##### TEXT SECTION

The new revelation about Platner comes close behind the discovery of a series of controversial online statements, including one in which he dismissed sexual assault in the military. It also follows a pattern set by Jay Jones, this year’s Democratic nominee for attorney general of Virginia, who has refused to drop out of the race even after text messages surfaced in which he suggested in 2022 that a prominent state Republican should get “two bullets to the head.”

Jones apologized for the comments, which also included the suggestion that his then-Republican opponent’s children face the same fate. Jones has stayed in the race for the Nov. 4 Virginia election, saying it’s up to voters to judge his qualifications for the office. The scandal over them has spilled over into the governor’s race, where Democrat Abigail Spanberger has had to address it repeatedly.

##########

Write the next part of the news passage about Platner and Jay Jones, starting after its final sentence.

##### EXTRACTED DATA

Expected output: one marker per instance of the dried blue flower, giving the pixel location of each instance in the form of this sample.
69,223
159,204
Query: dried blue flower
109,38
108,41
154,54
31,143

##########

RESPONSE TO THIS TASK:
Platner’s old posts raise new questions

Platner, a Democrat and oyster farmer, had sparked buzz among progressives in Maine, notably since two-term Gov. Janet Mills last week entered the Democratic race for U.S. Senate. The two Democrats are vying for the chance to challenge 30-year incumbent Republican Sen. Susan Collins.

Platner attempted to explain his past online comments in a video posted to social media last week. In it, he addressed not only his previous comments dismissing military sexual assaults, but also his questioning Black patrons’ gratuity habits and criticizing police officers and rural Americans.

“I see someone I don’t recognize,” he said in the five-minute apology video.

Platner sought to further distance himself from the comments, posted online between 2013 and 2021, during an interview on the Democratic podcast Pod Save America that was posted Tuesday, describing them as the ramblings of a recent military veteran.

“That was a moment in time when I had not yet been exposed to things, and I had an opinion or I had thoughts that were colored by my experience in the service,” he said during the podcast.

But Platner himself brought up the tattoo, which he says he received in 2007, when he was in his 20s. He said he got it in Kosovo while on leave with the Marines during a night of drinking. A video aired during the podcast shows Platner dancing shirtless with the tattoo visible on his upper chest.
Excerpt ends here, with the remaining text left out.